TASK ITEM:
Please replace "rough mask" with "coarse mask" throughout the stretch from the line containing "This document describes" through the line containing "positive clicks: (80, 231)", keeping everything else the same, and give back only those lines.

Segmentation mask data:
::::::::::
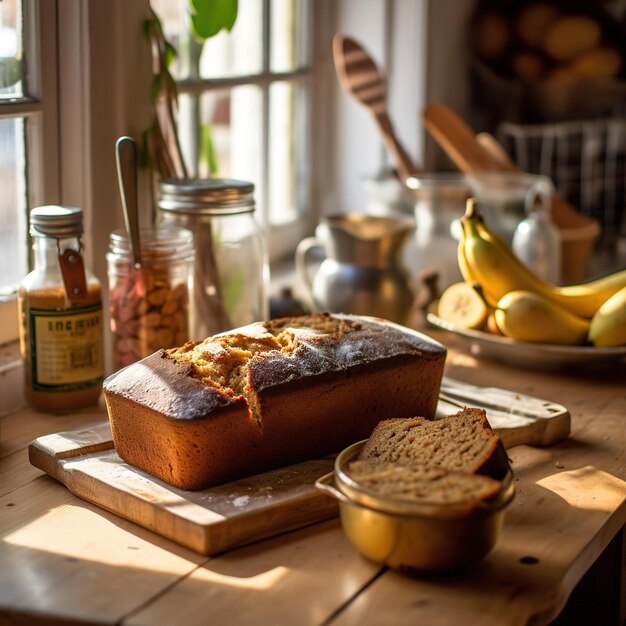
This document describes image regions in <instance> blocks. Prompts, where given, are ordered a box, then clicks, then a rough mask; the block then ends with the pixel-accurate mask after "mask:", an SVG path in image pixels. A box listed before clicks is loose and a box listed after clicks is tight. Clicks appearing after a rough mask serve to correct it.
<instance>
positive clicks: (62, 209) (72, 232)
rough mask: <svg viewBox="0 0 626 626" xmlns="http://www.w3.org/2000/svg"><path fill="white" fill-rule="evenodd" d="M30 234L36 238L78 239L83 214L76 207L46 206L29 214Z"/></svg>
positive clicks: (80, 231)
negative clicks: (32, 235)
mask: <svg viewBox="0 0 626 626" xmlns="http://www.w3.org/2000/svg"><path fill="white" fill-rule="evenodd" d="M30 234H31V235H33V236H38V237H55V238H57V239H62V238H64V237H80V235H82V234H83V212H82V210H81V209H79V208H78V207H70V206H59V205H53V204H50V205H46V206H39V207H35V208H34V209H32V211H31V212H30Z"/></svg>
::::::::::
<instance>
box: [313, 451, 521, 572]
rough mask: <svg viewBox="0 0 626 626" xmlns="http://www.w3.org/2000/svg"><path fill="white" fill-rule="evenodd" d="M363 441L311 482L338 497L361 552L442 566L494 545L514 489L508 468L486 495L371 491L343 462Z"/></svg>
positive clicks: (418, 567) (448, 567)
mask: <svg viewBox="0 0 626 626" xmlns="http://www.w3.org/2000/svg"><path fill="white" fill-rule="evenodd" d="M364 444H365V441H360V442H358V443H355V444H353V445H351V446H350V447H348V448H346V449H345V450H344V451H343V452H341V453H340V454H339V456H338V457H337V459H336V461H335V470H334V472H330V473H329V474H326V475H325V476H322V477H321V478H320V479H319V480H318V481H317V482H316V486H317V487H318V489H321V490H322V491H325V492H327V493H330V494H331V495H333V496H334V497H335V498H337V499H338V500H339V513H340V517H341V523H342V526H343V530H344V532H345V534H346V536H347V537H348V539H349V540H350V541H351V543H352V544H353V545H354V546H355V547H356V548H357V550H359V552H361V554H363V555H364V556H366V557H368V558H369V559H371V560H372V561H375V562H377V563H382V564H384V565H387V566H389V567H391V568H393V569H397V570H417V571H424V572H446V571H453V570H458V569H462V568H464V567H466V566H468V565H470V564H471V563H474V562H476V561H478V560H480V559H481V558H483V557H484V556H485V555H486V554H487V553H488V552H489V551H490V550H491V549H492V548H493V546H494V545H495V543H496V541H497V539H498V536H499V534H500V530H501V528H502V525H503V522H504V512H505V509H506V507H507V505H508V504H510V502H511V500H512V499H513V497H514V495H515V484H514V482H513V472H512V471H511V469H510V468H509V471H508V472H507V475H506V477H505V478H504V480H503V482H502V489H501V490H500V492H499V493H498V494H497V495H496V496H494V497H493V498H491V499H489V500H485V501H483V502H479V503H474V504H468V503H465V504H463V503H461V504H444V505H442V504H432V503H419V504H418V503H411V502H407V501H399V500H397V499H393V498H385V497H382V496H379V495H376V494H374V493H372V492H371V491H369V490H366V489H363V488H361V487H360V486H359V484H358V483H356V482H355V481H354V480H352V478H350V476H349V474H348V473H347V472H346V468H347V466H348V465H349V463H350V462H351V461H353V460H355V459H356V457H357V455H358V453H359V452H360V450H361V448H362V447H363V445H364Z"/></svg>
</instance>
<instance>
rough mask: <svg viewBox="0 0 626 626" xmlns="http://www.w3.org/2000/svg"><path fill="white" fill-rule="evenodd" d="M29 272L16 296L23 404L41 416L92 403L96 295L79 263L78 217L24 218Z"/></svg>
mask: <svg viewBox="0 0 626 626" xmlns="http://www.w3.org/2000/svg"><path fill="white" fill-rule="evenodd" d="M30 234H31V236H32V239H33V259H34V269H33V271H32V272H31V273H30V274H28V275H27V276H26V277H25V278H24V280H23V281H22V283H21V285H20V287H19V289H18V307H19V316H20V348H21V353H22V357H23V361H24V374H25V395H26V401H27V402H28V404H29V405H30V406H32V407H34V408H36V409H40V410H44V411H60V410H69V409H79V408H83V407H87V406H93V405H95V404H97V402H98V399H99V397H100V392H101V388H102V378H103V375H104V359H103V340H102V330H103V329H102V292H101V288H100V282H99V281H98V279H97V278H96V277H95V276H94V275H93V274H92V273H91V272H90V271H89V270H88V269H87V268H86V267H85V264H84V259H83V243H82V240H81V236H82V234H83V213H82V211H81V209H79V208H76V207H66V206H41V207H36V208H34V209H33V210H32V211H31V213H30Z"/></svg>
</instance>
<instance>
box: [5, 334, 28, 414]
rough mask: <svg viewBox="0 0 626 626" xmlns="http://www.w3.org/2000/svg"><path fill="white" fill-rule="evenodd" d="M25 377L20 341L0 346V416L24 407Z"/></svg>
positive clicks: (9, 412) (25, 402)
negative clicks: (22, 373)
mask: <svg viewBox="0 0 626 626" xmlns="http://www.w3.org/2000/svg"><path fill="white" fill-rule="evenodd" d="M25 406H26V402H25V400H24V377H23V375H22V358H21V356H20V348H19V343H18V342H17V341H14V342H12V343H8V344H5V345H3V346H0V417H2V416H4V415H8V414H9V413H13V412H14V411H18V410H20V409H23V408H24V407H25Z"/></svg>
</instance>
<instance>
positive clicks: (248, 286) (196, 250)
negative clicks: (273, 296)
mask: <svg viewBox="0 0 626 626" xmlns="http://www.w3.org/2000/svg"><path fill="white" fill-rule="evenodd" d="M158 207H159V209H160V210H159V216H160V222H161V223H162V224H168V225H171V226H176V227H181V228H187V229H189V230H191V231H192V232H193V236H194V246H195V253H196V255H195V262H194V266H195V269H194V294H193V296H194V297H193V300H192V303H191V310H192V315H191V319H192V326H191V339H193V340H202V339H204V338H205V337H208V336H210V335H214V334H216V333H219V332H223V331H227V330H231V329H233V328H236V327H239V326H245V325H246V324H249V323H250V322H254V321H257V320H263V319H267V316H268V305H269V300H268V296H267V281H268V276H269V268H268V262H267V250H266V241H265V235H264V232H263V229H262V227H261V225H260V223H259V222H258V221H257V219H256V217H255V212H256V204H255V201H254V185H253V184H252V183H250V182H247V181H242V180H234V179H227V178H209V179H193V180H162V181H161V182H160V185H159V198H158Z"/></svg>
::::::::::
SOLUTION BELOW:
This document describes image regions in <instance> blocks. Prompts, where given, are ordered a box, then clicks, then a coarse mask; the block then ends with the pixel-accurate mask after "mask:", an SVG path in image pixels. A box listed before clicks is loose and a box listed after clicks is tight. Clicks appearing after a coarse mask serve to correct it.
<instance>
positive clicks: (62, 209) (72, 232)
coarse mask: <svg viewBox="0 0 626 626" xmlns="http://www.w3.org/2000/svg"><path fill="white" fill-rule="evenodd" d="M30 234L36 238L78 239L83 214L76 207L46 206L29 214Z"/></svg>
positive clicks: (80, 231)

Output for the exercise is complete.